## WORK TO BE COMPLETED
Reproduce the lines word for word, starting at the line that contains "Trace the outline of every instance of the palm" and ending at the last line of the entries.

## Rows from a dataset
------------------------------

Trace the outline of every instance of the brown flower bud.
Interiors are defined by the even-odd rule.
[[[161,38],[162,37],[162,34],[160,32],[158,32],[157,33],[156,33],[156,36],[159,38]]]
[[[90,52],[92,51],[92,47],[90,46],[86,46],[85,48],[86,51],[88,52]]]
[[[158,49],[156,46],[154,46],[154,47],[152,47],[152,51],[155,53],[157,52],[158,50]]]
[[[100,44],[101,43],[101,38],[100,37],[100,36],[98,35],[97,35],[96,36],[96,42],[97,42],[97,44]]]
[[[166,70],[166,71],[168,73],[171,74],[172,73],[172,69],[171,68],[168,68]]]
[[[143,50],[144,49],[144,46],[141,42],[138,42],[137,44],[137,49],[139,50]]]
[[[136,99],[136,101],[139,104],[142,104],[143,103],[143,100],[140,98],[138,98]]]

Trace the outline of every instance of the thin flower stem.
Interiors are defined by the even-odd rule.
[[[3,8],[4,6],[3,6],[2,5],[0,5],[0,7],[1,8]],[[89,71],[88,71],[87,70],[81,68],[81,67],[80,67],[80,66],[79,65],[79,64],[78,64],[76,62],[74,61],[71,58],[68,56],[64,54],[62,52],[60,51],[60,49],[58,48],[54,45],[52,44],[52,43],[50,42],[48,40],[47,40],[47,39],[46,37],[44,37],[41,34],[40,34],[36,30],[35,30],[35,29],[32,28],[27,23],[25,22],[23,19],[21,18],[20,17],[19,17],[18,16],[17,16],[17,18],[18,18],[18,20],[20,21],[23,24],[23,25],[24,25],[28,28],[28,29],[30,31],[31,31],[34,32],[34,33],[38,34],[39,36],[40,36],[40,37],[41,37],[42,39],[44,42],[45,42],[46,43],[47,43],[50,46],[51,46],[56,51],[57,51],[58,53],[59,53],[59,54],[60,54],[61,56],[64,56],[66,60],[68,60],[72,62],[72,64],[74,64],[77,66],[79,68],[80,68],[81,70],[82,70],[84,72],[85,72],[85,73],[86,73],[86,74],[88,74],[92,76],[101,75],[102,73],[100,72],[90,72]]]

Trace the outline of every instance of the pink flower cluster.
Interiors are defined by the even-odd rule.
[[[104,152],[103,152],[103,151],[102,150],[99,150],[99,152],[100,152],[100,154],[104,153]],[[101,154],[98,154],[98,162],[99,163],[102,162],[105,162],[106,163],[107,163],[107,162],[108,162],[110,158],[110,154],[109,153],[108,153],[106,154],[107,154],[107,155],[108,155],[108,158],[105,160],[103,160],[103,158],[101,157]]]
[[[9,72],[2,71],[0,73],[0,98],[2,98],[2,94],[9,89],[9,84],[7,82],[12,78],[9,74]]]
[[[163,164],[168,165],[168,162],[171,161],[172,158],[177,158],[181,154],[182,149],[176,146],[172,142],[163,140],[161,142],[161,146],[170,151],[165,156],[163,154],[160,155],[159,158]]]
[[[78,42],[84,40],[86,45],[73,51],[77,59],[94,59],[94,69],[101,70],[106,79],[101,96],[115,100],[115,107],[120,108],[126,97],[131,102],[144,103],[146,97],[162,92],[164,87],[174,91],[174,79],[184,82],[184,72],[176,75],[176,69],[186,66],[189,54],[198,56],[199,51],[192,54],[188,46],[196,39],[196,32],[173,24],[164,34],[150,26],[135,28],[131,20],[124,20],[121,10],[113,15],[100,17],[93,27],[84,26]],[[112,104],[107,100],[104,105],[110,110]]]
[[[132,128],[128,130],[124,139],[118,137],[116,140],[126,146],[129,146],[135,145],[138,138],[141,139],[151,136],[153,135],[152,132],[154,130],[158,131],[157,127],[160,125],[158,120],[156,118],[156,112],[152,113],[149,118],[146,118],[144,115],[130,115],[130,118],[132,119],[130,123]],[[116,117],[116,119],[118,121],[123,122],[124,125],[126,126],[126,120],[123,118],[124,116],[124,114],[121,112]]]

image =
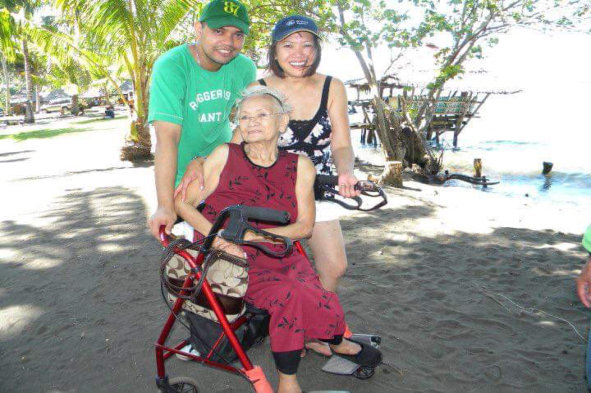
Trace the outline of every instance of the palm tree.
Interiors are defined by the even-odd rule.
[[[29,58],[29,44],[26,30],[23,28],[26,21],[31,20],[35,10],[41,5],[40,0],[4,0],[3,10],[7,10],[12,14],[18,15],[21,19],[21,26],[17,26],[15,32],[21,39],[21,53],[24,59],[25,66],[25,86],[27,101],[25,102],[25,123],[34,123],[35,116],[33,114],[33,78],[31,73],[31,64]]]
[[[13,37],[16,33],[16,24],[7,9],[0,10],[0,62],[2,64],[2,75],[4,76],[5,114],[10,116],[10,75],[8,73],[8,61],[15,59],[16,49]]]
[[[121,158],[150,155],[147,124],[148,80],[156,58],[178,42],[171,37],[196,0],[55,0],[70,20],[77,21],[78,40],[70,34],[72,48],[89,62],[92,54],[125,67],[134,86],[134,119]],[[103,69],[103,71],[108,71]],[[104,77],[109,78],[107,72]],[[114,81],[111,78],[111,81]],[[118,86],[115,86],[118,88]]]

------------------------------

## ANSWER TO THE EXERCISE
Trace the outline of every instance of the palm tree.
Interiors are defined by the even-odd rule.
[[[29,58],[29,44],[26,30],[23,28],[26,21],[31,20],[35,10],[41,5],[40,0],[4,0],[3,10],[7,10],[12,14],[18,15],[21,19],[21,26],[17,26],[15,32],[21,39],[21,53],[24,59],[25,66],[25,86],[27,101],[25,102],[25,123],[34,123],[35,116],[33,114],[33,78],[31,73],[31,64]]]
[[[13,37],[16,33],[16,24],[7,9],[0,10],[0,62],[2,64],[2,75],[4,76],[5,114],[10,116],[10,75],[8,73],[8,61],[15,59],[16,49]]]
[[[121,158],[150,155],[147,124],[148,80],[156,58],[178,42],[171,37],[196,0],[55,0],[70,20],[77,21],[78,40],[70,34],[72,48],[89,62],[92,54],[125,67],[134,86],[134,119]],[[103,69],[103,71],[108,71]],[[104,77],[109,78],[107,72]],[[114,81],[111,78],[111,81]],[[118,86],[115,86],[118,88]]]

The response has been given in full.